[Task description]: This exercise calls for the records to be returned exactly, with images removed.

[Start of section]

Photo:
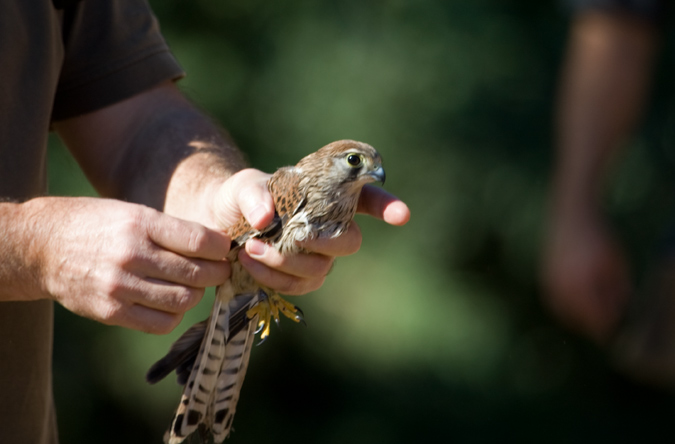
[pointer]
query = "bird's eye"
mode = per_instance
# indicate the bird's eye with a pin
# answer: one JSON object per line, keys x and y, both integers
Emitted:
{"x": 354, "y": 160}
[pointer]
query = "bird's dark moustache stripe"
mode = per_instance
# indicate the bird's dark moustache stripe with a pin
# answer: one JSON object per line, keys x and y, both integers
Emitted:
{"x": 226, "y": 388}
{"x": 221, "y": 414}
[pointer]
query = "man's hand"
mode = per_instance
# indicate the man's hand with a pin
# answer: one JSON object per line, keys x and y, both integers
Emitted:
{"x": 123, "y": 264}
{"x": 586, "y": 276}
{"x": 245, "y": 193}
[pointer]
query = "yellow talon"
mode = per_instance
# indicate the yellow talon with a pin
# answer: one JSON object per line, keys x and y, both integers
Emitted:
{"x": 268, "y": 309}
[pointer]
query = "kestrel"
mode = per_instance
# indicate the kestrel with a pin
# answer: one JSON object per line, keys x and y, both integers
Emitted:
{"x": 317, "y": 197}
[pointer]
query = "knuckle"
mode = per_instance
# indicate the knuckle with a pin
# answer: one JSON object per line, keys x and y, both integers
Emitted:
{"x": 198, "y": 239}
{"x": 112, "y": 313}
{"x": 166, "y": 327}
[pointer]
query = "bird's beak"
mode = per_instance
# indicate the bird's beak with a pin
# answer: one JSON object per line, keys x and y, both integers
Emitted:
{"x": 378, "y": 174}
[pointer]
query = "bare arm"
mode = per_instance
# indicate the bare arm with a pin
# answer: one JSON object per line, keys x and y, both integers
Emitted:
{"x": 604, "y": 83}
{"x": 131, "y": 265}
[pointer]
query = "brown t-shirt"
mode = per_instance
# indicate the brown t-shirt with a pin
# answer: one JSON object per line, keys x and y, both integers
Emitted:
{"x": 58, "y": 59}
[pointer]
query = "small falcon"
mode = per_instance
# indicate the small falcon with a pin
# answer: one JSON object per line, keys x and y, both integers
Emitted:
{"x": 317, "y": 197}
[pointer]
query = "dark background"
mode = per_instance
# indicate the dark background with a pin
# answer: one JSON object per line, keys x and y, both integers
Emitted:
{"x": 434, "y": 332}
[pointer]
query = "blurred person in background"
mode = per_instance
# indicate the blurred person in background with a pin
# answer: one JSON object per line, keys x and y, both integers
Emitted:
{"x": 101, "y": 76}
{"x": 605, "y": 80}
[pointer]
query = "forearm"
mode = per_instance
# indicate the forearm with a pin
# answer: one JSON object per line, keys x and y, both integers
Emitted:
{"x": 19, "y": 267}
{"x": 190, "y": 159}
{"x": 604, "y": 83}
{"x": 156, "y": 149}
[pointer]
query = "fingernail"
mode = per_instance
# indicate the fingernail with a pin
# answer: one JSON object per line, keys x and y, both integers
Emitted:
{"x": 255, "y": 247}
{"x": 257, "y": 214}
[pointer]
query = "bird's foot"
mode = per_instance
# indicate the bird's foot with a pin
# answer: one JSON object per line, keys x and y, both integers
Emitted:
{"x": 269, "y": 307}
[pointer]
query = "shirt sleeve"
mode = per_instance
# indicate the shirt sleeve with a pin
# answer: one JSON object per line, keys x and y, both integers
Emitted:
{"x": 651, "y": 10}
{"x": 113, "y": 50}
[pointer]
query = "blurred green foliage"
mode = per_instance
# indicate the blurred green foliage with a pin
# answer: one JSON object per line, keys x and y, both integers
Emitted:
{"x": 433, "y": 332}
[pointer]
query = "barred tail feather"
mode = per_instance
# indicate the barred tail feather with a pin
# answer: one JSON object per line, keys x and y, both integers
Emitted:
{"x": 202, "y": 381}
{"x": 205, "y": 395}
{"x": 230, "y": 381}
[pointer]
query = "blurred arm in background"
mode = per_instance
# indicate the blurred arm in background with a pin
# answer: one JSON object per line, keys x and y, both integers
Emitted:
{"x": 604, "y": 82}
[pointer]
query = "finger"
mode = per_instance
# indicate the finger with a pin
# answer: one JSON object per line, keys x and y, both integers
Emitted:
{"x": 281, "y": 282}
{"x": 165, "y": 296}
{"x": 148, "y": 320}
{"x": 306, "y": 265}
{"x": 245, "y": 194}
{"x": 382, "y": 205}
{"x": 171, "y": 267}
{"x": 188, "y": 238}
{"x": 344, "y": 245}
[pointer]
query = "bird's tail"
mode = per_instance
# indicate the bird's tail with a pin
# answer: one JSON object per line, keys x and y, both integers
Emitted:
{"x": 211, "y": 360}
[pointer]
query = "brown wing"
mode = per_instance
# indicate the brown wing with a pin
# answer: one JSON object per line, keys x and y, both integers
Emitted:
{"x": 288, "y": 199}
{"x": 284, "y": 186}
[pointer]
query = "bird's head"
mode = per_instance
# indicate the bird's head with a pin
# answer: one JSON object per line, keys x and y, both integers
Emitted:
{"x": 347, "y": 162}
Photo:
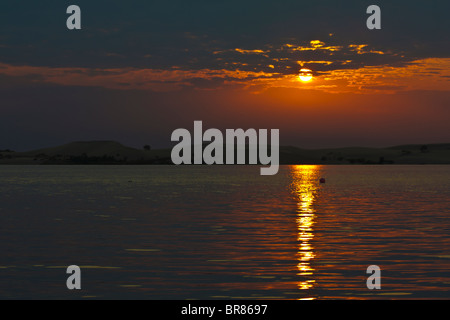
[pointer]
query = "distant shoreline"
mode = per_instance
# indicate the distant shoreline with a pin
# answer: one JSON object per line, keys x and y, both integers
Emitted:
{"x": 114, "y": 153}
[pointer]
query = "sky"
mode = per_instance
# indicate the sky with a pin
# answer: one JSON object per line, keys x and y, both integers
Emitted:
{"x": 138, "y": 70}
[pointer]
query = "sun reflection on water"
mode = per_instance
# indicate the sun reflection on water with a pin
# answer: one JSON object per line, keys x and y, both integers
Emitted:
{"x": 304, "y": 187}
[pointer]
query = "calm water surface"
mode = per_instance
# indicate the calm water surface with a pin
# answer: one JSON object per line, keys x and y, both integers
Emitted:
{"x": 223, "y": 232}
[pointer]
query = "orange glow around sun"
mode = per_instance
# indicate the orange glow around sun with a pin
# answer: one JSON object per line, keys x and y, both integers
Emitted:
{"x": 305, "y": 75}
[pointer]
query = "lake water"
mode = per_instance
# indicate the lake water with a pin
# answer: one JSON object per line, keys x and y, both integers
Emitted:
{"x": 224, "y": 232}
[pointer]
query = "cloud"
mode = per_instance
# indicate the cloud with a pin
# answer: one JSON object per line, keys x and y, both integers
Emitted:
{"x": 425, "y": 74}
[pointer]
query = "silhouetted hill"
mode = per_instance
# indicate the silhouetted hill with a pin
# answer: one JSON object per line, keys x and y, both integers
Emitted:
{"x": 111, "y": 152}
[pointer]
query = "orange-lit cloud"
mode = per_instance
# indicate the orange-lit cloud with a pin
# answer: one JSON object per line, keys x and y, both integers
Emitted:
{"x": 425, "y": 74}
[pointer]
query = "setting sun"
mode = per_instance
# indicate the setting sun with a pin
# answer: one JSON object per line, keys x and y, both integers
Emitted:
{"x": 305, "y": 75}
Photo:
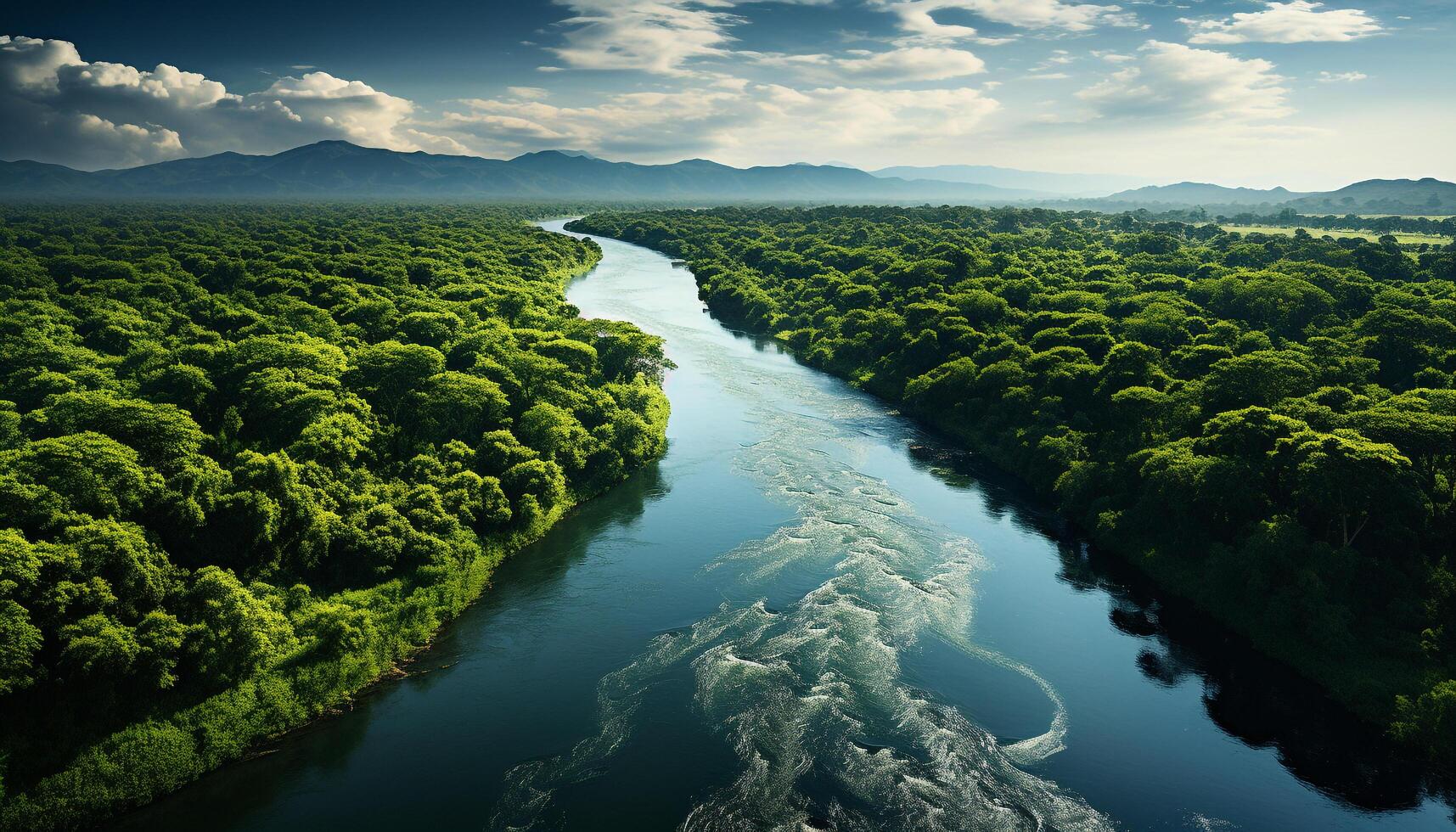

[End of section]

[Answer space]:
Photo:
[pointer]
query = "bird's eye"
mode = per_instance
# indicate the bird's eye with a pin
# answer: one JSON object per line, keys x and y, both integers
Emitted:
{"x": 354, "y": 160}
[pointer]
query = "bird's dark moustache stripe"
mode = per_instance
# indicate the bird's dark moustache stripe with a pin
# answer: one JSON object per line, keys x and y, both integers
Emitted:
{"x": 226, "y": 388}
{"x": 221, "y": 414}
[pointer]
query = "man's hand"
mode = per_instance
# indicate the man's hand with a pin
# answer: one JSON object per line, keys x and y, both integers
Emitted:
{"x": 123, "y": 264}
{"x": 586, "y": 276}
{"x": 245, "y": 193}
[pointer]
query = "yellow talon"
mode = per_instance
# indicate the yellow talon with a pin
# answer: one JSON object per line, keys x and y, both integers
Emitted:
{"x": 268, "y": 309}
[pointer]
query = "kestrel"
mode = per_instance
# indicate the kestrel with a pin
# answer: one JSON object per line, keys x and y, both integers
Emitted:
{"x": 317, "y": 197}
[pointer]
query = "knuckle"
mode = per_instance
# indicate the knuckle with a pin
# answer: one JSON object per line, keys x and y, both integers
Emitted:
{"x": 198, "y": 239}
{"x": 112, "y": 313}
{"x": 166, "y": 327}
[pointer]
query = "bird's beak"
mode = per_instance
# indicate the bird's beak with a pin
# answer: one JSON object per line, keys x and y, both integers
Emitted:
{"x": 378, "y": 174}
[pointer]
query = "bare arm"
mode = per_instance
# indicate the bare arm with a pin
# answer: one JSON object per line, keys x and y, both integers
Emitted:
{"x": 604, "y": 83}
{"x": 131, "y": 265}
[pointer]
query = "brown t-shirt"
mode = per_instance
# indicate the brown t-shirt with a pin
# answer: one JSON object per line, keys x and y, both integers
Emitted:
{"x": 58, "y": 59}
[pointer]
query = "small falcon"
mode = per_instance
# indicate the small falcon with a pin
# answer: one JSON object per line, keys x and y, both integers
Emitted:
{"x": 317, "y": 197}
[pointer]
query = "dark background"
mode = per_instance
# indicate the dark background with a pin
# answer: one JSON object per line, keys x and y, both integers
Emitted:
{"x": 434, "y": 332}
[pointer]
query = "blurred person in background"
mode = per_instance
# indicate the blurred person in background with a pin
# answer: one JSON object per line, keys x and y, both integers
Emitted:
{"x": 101, "y": 76}
{"x": 605, "y": 80}
[pointer]
query = "forearm"
mode = per_instance
# indicate the forearm with a pin
# answer: one JSON object per line, keys x and y, both integers
Emitted:
{"x": 19, "y": 267}
{"x": 190, "y": 159}
{"x": 604, "y": 83}
{"x": 156, "y": 149}
[pointer]
query = "fingernail"
mode = per_instance
# indicate the fingernail with a pin
# answer: one JSON object per line, keys x and y, both integers
Emitted:
{"x": 255, "y": 247}
{"x": 257, "y": 214}
[pointer]
query = "bird's foot"
mode = per_instance
# indicate the bird's foot with a pin
# answer: one JSON object per line, keys x and y, both integers
Emitted:
{"x": 269, "y": 307}
[pointer]
query = "shirt sleeve"
mode = per_instance
# indicate the shirt sleeve with a pin
# answer: one JSON object per line, keys x and y, both integers
Emitted:
{"x": 651, "y": 10}
{"x": 113, "y": 50}
[pointer]
query = "blurred green foliage"
mode = per_instance
# indicate the blurred green foliage with a pin
# answer: one JSON object per line, keys x and y, both integers
Emitted:
{"x": 433, "y": 332}
[pointer]
query = "barred tail feather"
mode = per_instance
# indicate the barred tail feather with a pin
# answer: one JSON object per line, keys x and y, both integers
Emitted:
{"x": 202, "y": 381}
{"x": 205, "y": 395}
{"x": 230, "y": 381}
[pointer]
query = "blurred arm in background"
mode = per_instance
# indicate the blurred arm in background with a pin
# answer: one JSON object per line, keys x and y, both integers
Emitted:
{"x": 604, "y": 82}
[pointer]
query = "finger"
mode = per_instance
# indicate the finger with a pin
# answer: one JSON object per line, keys x and y, both integers
Emitted:
{"x": 281, "y": 282}
{"x": 165, "y": 296}
{"x": 148, "y": 320}
{"x": 306, "y": 265}
{"x": 245, "y": 194}
{"x": 382, "y": 205}
{"x": 171, "y": 267}
{"x": 188, "y": 238}
{"x": 344, "y": 245}
[pointer]
query = "bird's tail"
mode = per_instance
# indicate the bird's tail with a pin
# answer: one JSON object per line, keys x and y, both integers
Emitted:
{"x": 211, "y": 360}
[pointer]
query = "brown wing"
mode = per_instance
# indicate the brown wing with a pin
# answer: one JSON object per line, keys x and y, both integers
Emitted:
{"x": 288, "y": 199}
{"x": 284, "y": 186}
[pointer]
query = "bird's head"
mode = per_instance
# indicate the bird's head with a pin
# answer: one JSON object per line, keys x and y, both integers
Emitted:
{"x": 347, "y": 162}
Photo:
[pointer]
query = "distant shoreline"
mode = per_instance
# indicate the distant shoreline with a pin
# answer: one JSON object per line, keys x and y, both integers
Emitted:
{"x": 114, "y": 153}
[pointer]
query = "sky"
mode = per_instance
# indicate the sky with a pin
# answer: one JSON object per line, keys x and y, both integers
Emitted:
{"x": 138, "y": 70}
[pointer]
query = "sun reflection on water"
mode = per_instance
# indicate the sun reflection on water with a pin
# answer: one JSON object per line, keys x and y, both integers
Emitted:
{"x": 304, "y": 187}
[pointer]
query = "calm water surface"
mode = per_instance
# indicate the calm water surface with a pin
# answer: one JSON object per line, keys x and y, both integers
Emitted:
{"x": 223, "y": 232}
[pointer]
query = "orange glow around sun"
mode = per_instance
# indicate the orange glow around sun with a pin
# answer: one JSON object per line, keys x and y, both integers
Emitted:
{"x": 305, "y": 75}
[pointer]
query = "lake water"
mode = per_instance
# indicate the lake water with a pin
# answer: one JSON object per line, keys x and y, both integers
Emitted:
{"x": 224, "y": 232}
[pointer]
query = "cloud"
mode = per_instance
# indicate the cloud with a pin
# answer: one JSON object per line, keys x and y, both integers
Emitted:
{"x": 425, "y": 74}
[pointer]
query = "silhouetted hill"
mode = per_instance
# indicate the silhouetted hill with a pin
# answer: one JSON object per line, keys x and y, both integers
Emitted:
{"x": 111, "y": 152}
[pointer]
query = "orange-lit cloud"
mode = per_instance
# indicate the orange-lit cloud with a pin
# answer: one JSON object per line, keys x and y, both integers
Emitted:
{"x": 425, "y": 74}
[pointer]
query = "setting sun"
mode = per_instance
# indicate the setting sun with a pin
# answer: one JSON object per line, keys x and y, both integers
Emitted:
{"x": 305, "y": 75}
Photo:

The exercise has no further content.